## Directions
1. In the article on the Duelist's Handbook below, where is the junk-city that the supplement describes?
2. List every kind of dueling weapon that the article on the Duelist's Handbook below names.
3. Pick up the article on the Duelist's Handbook below after its final sentence and continue writing it.

---------- Excerpt to read ----------

Duelist's Handbook
- Publication date: 1996
- ISBN: 1896776957

= Duelist's Handbook =

Duelist's Handbook is a 1996 role-playing game supplement published by Dream Pod 9 for Heavy Gear.

==Contents==
Duelist's Handbook is a supplement in which gladiatorial mech combat on the planet Terra Nova is drawn from the Heavy Gear Fighter card game. Duels—often deadly—are an accepted method for resolving disputes, and this supplement expands on the lore and mechanics surrounding these ritualized battles. The handbook adds to Terra Nova's dueling culture, profiling various types of duellists from rigid military professionals to flamboyant celebrity combatants. It offers campaign material: detailed NPCs, new maps, and a fully fleshed-out junk-city in the Badlands. It also showcases notable pilots and their combat Gears, along with a suite of dueling weaponry—think chainsaws, spike cannons, and lances. The book includes revised skirmish-scale rules for mecha combat.

==Publication history==
Shannon Appelcline noted that "The tactical system from the second edition Heavy Gear rulebook was re-released standalone as the Heavy Gear Tactical Combat Boxed Set (1998) and then later supplemented by a series of non-RPG 'Tac Packs'. Meanwhile, Dream Pod 9 was also producing rules for smaller-scale tactical combat in the Duelist's Handbook (1996, 2000). Furthering the more combative side of the game, Dream Pod 9 ended their license with RAFM and began producing Heavy Gear miniatures in house in 1999."

---------- Recorded data ----------

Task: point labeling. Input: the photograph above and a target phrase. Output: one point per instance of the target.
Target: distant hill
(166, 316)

----------

## Solved tasks
1. In the Badlands.

2. Chainsaws, spike cannons, lances

3.
==Reception==
Jim Swallow reviewed Duelist's Handbook for Arcane magazine, rating it a 6 out of 10 overall, and stated that "Because of the small-scale focus of duel gameplay, extra rules are provided to run Gear fights on a 'skirmish' scale. While these pages appeared in a similar form in the Life on Terra Nova supplement, their reprinting here is a sensible move, and unlike some other game companies, Dream Pod 9 doesn't try to force you into buying Heavy Gear Fighter. This is certainly a good place to begin a Heavy Gear game."

==Reviews==
- Valkyrie #15 (1997)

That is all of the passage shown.